Stored data:
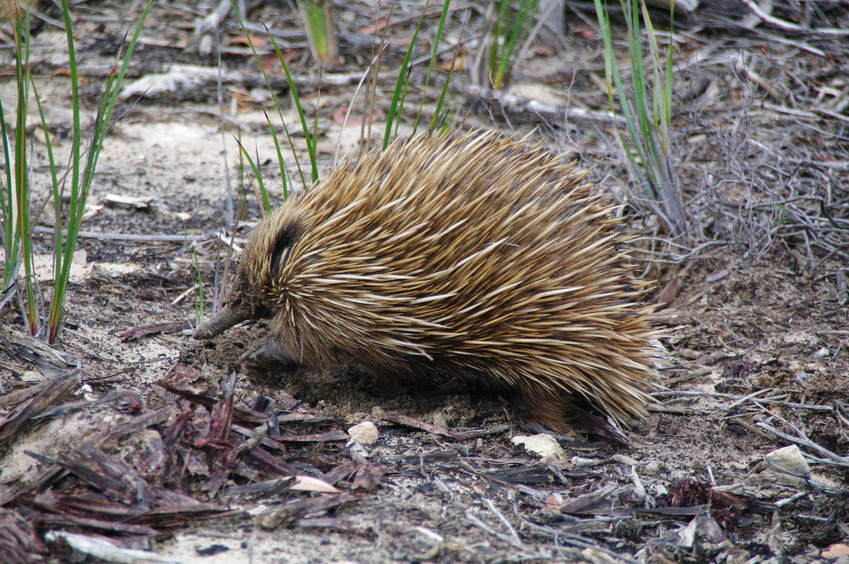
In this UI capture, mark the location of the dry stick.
[33,227,210,243]
[483,498,524,547]
[333,46,389,165]
[743,0,849,36]
[755,421,849,468]
[461,85,625,125]
[466,509,525,550]
[649,390,834,411]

Task requirements: Can you copy every row above word for word, leaving the picture out?

Task result:
In this UI capture, mark the location of the dry stick.
[33,227,210,243]
[483,498,524,547]
[333,46,389,165]
[743,0,849,36]
[755,421,849,468]
[461,85,625,125]
[466,509,525,550]
[649,390,834,411]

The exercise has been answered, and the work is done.